• [Short problem]: Render the listing lines starting at the line that contains "Task: Could you identify the black cap" and ending at the line that contains "<point>966,295</point>" as a Markdown table with columns n and Line, dropping blank lines.

(Dataset listing items)
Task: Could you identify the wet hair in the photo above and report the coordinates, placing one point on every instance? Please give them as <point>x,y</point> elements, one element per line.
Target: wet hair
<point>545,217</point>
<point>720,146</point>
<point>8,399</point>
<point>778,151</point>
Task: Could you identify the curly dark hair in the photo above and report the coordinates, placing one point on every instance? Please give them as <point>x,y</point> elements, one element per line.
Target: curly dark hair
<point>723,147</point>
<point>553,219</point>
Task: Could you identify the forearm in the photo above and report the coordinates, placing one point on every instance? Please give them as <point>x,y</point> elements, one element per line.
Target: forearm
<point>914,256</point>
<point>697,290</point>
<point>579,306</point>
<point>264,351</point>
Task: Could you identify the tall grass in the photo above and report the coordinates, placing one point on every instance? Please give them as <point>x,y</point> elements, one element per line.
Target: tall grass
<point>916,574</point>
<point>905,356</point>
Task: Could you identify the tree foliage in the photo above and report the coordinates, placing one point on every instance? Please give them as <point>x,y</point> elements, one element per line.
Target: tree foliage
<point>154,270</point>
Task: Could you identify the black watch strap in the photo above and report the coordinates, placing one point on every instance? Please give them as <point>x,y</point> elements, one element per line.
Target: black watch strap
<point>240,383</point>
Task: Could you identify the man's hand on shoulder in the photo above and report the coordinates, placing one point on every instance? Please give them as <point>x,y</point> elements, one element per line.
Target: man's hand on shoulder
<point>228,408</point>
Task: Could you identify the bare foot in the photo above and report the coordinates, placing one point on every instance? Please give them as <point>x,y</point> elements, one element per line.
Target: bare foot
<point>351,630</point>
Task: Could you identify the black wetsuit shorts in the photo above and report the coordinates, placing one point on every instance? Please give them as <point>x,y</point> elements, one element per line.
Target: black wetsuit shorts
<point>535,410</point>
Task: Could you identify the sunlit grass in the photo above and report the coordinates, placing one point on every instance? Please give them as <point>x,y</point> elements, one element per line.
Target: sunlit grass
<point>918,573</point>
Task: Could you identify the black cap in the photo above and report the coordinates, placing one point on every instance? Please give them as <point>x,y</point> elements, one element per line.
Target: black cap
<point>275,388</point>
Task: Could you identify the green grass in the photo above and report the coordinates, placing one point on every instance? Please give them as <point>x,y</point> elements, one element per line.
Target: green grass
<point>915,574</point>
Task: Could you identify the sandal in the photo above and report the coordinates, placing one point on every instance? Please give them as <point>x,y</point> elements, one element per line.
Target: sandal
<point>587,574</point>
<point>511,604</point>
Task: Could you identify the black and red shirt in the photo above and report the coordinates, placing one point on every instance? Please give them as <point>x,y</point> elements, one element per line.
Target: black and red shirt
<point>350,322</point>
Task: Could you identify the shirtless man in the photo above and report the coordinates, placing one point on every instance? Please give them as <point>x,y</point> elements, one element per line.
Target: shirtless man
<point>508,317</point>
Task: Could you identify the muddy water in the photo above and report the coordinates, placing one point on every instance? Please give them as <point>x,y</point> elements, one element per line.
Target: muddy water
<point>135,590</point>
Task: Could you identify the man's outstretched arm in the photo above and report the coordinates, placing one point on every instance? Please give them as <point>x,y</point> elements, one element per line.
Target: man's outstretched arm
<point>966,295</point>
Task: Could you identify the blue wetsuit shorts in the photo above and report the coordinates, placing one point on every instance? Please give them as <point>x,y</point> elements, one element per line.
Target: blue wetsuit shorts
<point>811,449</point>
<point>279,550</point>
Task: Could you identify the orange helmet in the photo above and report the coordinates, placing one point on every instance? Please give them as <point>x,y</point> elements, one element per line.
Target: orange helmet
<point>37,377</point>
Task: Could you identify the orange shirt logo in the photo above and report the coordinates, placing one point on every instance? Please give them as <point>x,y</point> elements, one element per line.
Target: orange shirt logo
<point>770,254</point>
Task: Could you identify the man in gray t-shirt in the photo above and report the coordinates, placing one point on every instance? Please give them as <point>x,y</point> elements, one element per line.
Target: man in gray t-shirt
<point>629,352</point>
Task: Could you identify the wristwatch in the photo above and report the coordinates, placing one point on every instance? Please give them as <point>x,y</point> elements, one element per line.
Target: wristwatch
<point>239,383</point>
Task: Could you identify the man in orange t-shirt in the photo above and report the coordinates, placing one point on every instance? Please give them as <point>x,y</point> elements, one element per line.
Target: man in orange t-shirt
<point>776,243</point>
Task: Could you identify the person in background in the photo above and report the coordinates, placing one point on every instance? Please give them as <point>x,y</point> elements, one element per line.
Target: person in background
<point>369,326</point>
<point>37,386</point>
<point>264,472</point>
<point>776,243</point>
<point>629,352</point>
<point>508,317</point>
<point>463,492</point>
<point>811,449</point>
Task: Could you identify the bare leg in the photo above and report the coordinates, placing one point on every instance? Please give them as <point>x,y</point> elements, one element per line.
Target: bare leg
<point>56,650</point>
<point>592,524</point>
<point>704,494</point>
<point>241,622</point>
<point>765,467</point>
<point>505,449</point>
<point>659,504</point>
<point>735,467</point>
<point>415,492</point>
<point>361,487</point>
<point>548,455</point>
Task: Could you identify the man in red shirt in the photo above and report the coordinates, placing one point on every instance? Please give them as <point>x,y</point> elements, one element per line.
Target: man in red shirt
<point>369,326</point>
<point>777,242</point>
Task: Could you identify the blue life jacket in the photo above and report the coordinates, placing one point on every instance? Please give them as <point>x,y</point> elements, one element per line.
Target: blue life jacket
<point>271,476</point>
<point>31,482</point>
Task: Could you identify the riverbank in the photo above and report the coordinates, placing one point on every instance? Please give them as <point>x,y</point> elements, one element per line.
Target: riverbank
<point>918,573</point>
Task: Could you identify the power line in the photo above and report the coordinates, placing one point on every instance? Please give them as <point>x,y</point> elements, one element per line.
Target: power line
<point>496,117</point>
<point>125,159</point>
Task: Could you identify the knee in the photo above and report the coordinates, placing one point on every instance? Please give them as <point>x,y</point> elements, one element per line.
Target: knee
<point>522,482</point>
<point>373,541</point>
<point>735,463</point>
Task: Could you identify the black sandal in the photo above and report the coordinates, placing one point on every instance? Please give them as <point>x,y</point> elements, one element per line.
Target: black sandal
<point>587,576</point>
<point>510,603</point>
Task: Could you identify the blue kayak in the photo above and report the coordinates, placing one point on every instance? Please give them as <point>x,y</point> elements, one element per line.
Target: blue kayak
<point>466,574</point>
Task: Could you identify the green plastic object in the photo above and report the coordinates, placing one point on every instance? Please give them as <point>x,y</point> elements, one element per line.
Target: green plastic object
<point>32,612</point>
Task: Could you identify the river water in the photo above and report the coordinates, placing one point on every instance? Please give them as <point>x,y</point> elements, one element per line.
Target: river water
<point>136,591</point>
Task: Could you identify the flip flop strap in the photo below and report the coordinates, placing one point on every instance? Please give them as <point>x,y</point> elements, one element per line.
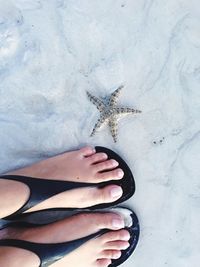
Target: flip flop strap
<point>42,189</point>
<point>49,253</point>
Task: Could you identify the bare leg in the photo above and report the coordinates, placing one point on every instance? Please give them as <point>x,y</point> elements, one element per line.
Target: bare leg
<point>84,165</point>
<point>97,252</point>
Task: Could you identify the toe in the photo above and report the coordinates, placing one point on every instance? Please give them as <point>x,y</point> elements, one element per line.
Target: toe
<point>106,165</point>
<point>111,254</point>
<point>107,220</point>
<point>107,194</point>
<point>103,262</point>
<point>97,157</point>
<point>122,235</point>
<point>113,245</point>
<point>110,175</point>
<point>87,151</point>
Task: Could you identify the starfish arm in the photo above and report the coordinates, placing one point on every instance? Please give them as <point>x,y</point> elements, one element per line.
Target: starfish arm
<point>126,110</point>
<point>114,96</point>
<point>113,127</point>
<point>96,101</point>
<point>98,124</point>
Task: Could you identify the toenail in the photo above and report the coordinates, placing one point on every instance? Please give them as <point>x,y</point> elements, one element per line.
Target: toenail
<point>118,223</point>
<point>114,162</point>
<point>120,173</point>
<point>126,236</point>
<point>116,192</point>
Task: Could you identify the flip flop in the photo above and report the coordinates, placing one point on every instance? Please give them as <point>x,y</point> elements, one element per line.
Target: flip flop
<point>50,253</point>
<point>42,189</point>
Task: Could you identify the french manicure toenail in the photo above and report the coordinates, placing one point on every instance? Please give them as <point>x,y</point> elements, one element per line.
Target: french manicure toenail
<point>126,237</point>
<point>118,223</point>
<point>116,192</point>
<point>120,173</point>
<point>114,162</point>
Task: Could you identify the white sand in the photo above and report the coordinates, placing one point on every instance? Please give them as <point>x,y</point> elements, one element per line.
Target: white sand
<point>51,52</point>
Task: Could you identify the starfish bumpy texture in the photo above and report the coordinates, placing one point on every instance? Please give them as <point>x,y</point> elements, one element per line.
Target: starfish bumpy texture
<point>109,112</point>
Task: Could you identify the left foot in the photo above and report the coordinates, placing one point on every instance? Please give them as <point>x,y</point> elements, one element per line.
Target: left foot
<point>84,165</point>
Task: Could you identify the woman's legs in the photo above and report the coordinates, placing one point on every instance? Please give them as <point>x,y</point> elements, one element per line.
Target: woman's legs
<point>97,252</point>
<point>84,165</point>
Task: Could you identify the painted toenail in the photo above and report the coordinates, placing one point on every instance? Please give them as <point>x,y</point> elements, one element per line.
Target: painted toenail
<point>120,173</point>
<point>116,192</point>
<point>115,163</point>
<point>118,223</point>
<point>126,236</point>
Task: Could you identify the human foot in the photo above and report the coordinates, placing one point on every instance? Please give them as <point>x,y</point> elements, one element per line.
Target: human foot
<point>84,165</point>
<point>98,251</point>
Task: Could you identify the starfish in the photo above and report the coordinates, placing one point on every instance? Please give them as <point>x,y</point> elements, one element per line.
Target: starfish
<point>109,111</point>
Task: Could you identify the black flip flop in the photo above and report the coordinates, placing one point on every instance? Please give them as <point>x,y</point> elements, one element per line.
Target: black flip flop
<point>42,189</point>
<point>50,253</point>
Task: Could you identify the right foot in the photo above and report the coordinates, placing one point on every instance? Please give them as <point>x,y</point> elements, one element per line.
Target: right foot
<point>84,165</point>
<point>97,252</point>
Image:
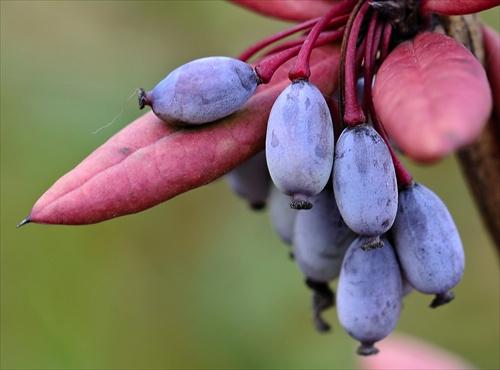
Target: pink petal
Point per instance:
(457, 7)
(290, 10)
(432, 96)
(149, 162)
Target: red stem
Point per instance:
(251, 51)
(265, 69)
(301, 67)
(353, 114)
(372, 42)
(386, 38)
(375, 38)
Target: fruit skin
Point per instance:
(427, 242)
(299, 142)
(364, 182)
(321, 238)
(282, 217)
(369, 294)
(201, 91)
(250, 180)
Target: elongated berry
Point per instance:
(364, 182)
(321, 238)
(201, 91)
(427, 243)
(282, 217)
(369, 294)
(299, 142)
(250, 180)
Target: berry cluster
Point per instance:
(328, 169)
(337, 191)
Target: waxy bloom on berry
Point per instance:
(389, 78)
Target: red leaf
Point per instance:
(432, 96)
(149, 162)
(491, 39)
(457, 7)
(290, 10)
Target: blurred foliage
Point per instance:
(197, 282)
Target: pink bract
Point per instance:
(457, 7)
(149, 162)
(432, 96)
(290, 10)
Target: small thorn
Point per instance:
(24, 222)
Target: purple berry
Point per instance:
(369, 294)
(428, 243)
(321, 238)
(201, 91)
(364, 182)
(282, 216)
(299, 142)
(251, 181)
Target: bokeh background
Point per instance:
(199, 281)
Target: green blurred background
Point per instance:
(199, 281)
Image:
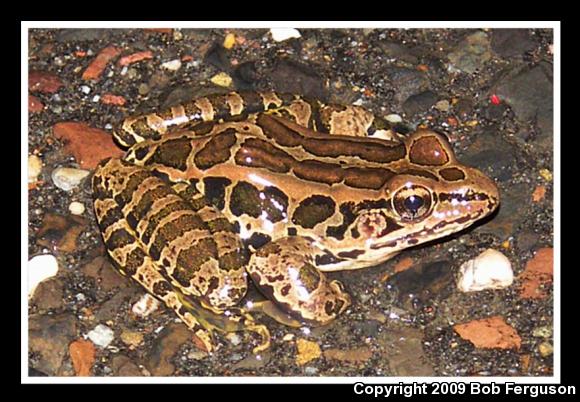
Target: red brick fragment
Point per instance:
(110, 99)
(34, 104)
(135, 57)
(42, 81)
(87, 144)
(490, 333)
(99, 63)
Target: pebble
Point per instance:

• [The reply]:
| n | Line |
|---|---|
| 1 | Task: Could you identify the black cap in the photo above and report the coordinates, placing one point on every instance? Please give them as <point>x,y</point> elements, one element per line. |
| 2 | Target: black cap |
| 3 | <point>275,388</point> |
| 4 | Task: Could you identify the green grass in the photo above and report the coordinates, placing one point on every instance? Please give them as <point>x,y</point> elements, one element per line. |
| 5 | Target: green grass |
| 6 | <point>915,574</point> |
| 7 | Task: Could you identify the sandal in the photo above and report the coordinates, placing one point on every instance? Please give them as <point>x,y</point> elements, one element per line. |
| 8 | Target: sandal |
| 9 | <point>587,574</point> |
| 10 | <point>511,604</point> |
| 11 | Task: Could you identify the black and red shirt in the photo above and report the coordinates, placing one point on every instance? Please give them as <point>x,y</point> elements, one element per line. |
| 12 | Target: black and red shirt |
| 13 | <point>350,322</point> |
| 14 | Task: Could you identify the shirtless man in the photo above and report the coordinates, placing one point on every instance? Please give them as <point>x,y</point> elements, one element per line. |
| 15 | Target: shirtless man |
| 16 | <point>508,317</point> |
| 17 | Task: Could you identify the muddy water in the photo above and report the coordinates, placing one point on every instance? Please give them as <point>x,y</point> elements, one element per line. |
| 18 | Target: muddy water |
| 19 | <point>135,590</point> |
| 20 | Task: Could you identify the man's outstretched arm in the photo above and report the coordinates, placing one point on every instance? Please give them as <point>x,y</point> elements, one element per line. |
| 21 | Target: man's outstretched arm |
| 22 | <point>966,295</point> |